--- What is required ---
Substitute "coarse mask" for every "rough mask" in the listing below, and reproduce the rest unchanged.

--- Dataset records ---
= = = = = = =

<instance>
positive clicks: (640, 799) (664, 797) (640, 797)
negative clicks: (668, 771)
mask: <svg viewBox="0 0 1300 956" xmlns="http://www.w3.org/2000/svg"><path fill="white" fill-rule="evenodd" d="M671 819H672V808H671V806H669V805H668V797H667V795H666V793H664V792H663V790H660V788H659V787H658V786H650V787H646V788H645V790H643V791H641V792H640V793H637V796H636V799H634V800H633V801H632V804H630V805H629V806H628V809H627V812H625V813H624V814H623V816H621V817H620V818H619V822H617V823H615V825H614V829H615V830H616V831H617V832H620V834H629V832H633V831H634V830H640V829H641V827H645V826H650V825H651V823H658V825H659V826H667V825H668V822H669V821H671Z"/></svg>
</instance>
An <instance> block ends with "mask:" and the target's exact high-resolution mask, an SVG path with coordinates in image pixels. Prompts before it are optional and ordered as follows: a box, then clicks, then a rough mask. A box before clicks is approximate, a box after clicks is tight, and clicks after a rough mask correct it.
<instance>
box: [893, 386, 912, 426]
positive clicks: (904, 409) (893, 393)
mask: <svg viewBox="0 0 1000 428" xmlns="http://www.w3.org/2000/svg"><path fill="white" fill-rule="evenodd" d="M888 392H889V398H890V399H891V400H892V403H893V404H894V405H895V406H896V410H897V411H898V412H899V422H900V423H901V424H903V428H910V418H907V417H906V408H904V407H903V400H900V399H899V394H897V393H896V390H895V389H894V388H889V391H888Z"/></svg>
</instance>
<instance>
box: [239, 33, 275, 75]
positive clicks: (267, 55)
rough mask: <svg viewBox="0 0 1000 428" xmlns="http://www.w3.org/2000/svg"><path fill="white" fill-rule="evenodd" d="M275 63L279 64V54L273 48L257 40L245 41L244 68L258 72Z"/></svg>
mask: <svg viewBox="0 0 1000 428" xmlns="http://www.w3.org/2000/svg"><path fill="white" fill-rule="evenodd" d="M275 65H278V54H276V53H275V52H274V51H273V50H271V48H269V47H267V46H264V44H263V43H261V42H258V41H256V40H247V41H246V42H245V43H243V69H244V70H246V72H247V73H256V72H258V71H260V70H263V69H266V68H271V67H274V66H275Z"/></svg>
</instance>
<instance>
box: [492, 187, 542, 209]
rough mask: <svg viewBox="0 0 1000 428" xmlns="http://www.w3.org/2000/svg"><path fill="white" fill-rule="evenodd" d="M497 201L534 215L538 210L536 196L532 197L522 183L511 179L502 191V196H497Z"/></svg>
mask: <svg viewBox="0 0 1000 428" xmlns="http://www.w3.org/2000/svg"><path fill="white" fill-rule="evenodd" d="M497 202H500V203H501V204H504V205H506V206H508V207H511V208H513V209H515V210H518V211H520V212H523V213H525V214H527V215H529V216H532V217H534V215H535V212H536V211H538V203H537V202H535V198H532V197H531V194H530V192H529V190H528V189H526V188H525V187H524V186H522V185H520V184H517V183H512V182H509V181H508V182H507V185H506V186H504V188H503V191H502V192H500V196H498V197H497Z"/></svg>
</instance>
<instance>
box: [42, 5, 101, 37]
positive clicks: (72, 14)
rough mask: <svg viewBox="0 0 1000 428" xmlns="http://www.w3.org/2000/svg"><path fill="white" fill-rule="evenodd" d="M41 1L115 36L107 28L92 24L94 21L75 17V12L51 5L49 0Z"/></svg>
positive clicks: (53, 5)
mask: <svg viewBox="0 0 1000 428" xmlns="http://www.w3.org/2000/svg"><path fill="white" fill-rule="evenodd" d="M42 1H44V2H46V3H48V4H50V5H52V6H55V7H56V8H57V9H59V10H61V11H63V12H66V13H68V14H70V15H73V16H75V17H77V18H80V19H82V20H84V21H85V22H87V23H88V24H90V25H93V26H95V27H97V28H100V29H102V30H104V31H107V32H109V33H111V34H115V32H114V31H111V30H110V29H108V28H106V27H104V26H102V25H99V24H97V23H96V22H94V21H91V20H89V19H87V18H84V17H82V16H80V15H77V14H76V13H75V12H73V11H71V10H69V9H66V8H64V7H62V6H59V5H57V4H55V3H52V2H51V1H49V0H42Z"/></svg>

= = = = = = =

--- Solution to the exercise ---
<instance>
positive clicks: (640, 799) (664, 797) (640, 797)
negative clicks: (668, 771)
mask: <svg viewBox="0 0 1300 956" xmlns="http://www.w3.org/2000/svg"><path fill="white" fill-rule="evenodd" d="M671 819H672V808H671V806H669V805H668V797H667V795H666V793H664V792H663V790H660V788H659V787H658V786H650V787H646V788H645V790H643V791H641V792H640V793H637V796H636V799H634V800H633V801H632V804H630V805H629V806H628V809H627V812H625V813H624V814H623V816H621V817H620V818H619V822H617V823H615V825H614V829H615V830H616V831H617V832H620V834H629V832H633V831H634V830H640V829H641V827H645V826H650V825H651V823H658V825H659V826H667V825H668V822H669V821H671Z"/></svg>
</instance>
An <instance> block ends with "mask:" and the target's exact high-resolution mask, an SVG path with coordinates in image pixels. Prompts before it are optional and ordered as follows: a box, then clicks, then a coarse mask. A box before clicks is approximate, a box after clicks is tight, and clicks after a coarse mask correct it.
<instance>
box: [893, 386, 912, 426]
positive clicks: (904, 409) (893, 393)
mask: <svg viewBox="0 0 1000 428" xmlns="http://www.w3.org/2000/svg"><path fill="white" fill-rule="evenodd" d="M888 392H889V398H890V399H891V400H892V403H893V404H894V405H895V406H896V410H897V411H898V412H899V422H900V423H901V424H903V428H910V418H907V417H906V408H904V407H903V400H900V399H899V394H897V393H896V390H895V389H894V388H889V391H888Z"/></svg>
</instance>
<instance>
box: [239, 33, 275, 75]
positive clicks: (267, 55)
coarse mask: <svg viewBox="0 0 1000 428" xmlns="http://www.w3.org/2000/svg"><path fill="white" fill-rule="evenodd" d="M275 63L279 64V54L273 48L257 40L245 41L244 68L258 72Z"/></svg>
mask: <svg viewBox="0 0 1000 428" xmlns="http://www.w3.org/2000/svg"><path fill="white" fill-rule="evenodd" d="M275 65H278V54H276V53H275V52H274V51H273V50H271V48H269V47H267V46H264V44H263V43H261V42H258V41H256V40H247V41H246V42H245V43H243V69H244V70H246V72H247V73H256V72H258V71H260V70H263V69H266V68H271V67H274V66H275Z"/></svg>
</instance>
<instance>
box: [492, 187, 542, 209]
coarse mask: <svg viewBox="0 0 1000 428" xmlns="http://www.w3.org/2000/svg"><path fill="white" fill-rule="evenodd" d="M497 201L534 215L538 210L536 196L532 197L522 183L511 179L502 191V196H497Z"/></svg>
mask: <svg viewBox="0 0 1000 428" xmlns="http://www.w3.org/2000/svg"><path fill="white" fill-rule="evenodd" d="M497 202H500V203H501V204H504V205H506V206H508V207H511V208H513V209H515V210H518V211H520V212H523V213H525V214H527V215H529V216H532V217H534V215H535V212H536V211H538V203H537V202H535V198H532V197H531V194H530V192H529V190H528V189H526V188H525V187H524V186H522V185H520V184H517V183H512V182H509V181H508V182H507V185H506V186H504V188H503V191H502V192H500V196H498V197H497Z"/></svg>
</instance>
<instance>
box: [42, 5, 101, 37]
positive clicks: (72, 14)
coarse mask: <svg viewBox="0 0 1000 428" xmlns="http://www.w3.org/2000/svg"><path fill="white" fill-rule="evenodd" d="M41 1L115 36L107 28L92 24L94 21L75 17V12L51 5L49 0Z"/></svg>
positive clicks: (53, 5)
mask: <svg viewBox="0 0 1000 428" xmlns="http://www.w3.org/2000/svg"><path fill="white" fill-rule="evenodd" d="M42 1H44V2H46V3H48V4H50V5H52V6H55V7H56V8H57V9H59V10H61V11H63V12H66V13H68V14H70V15H73V16H75V17H77V18H80V19H82V20H84V21H85V22H87V23H88V24H90V25H93V26H95V27H97V28H100V29H102V30H104V31H107V32H109V33H111V34H115V32H114V31H111V30H110V29H108V28H106V27H104V26H102V25H99V24H97V23H96V22H94V21H91V20H89V19H87V18H84V17H82V16H80V15H77V14H76V13H75V12H73V11H71V10H69V9H66V8H64V7H62V6H59V5H57V4H55V3H52V2H51V1H49V0H42Z"/></svg>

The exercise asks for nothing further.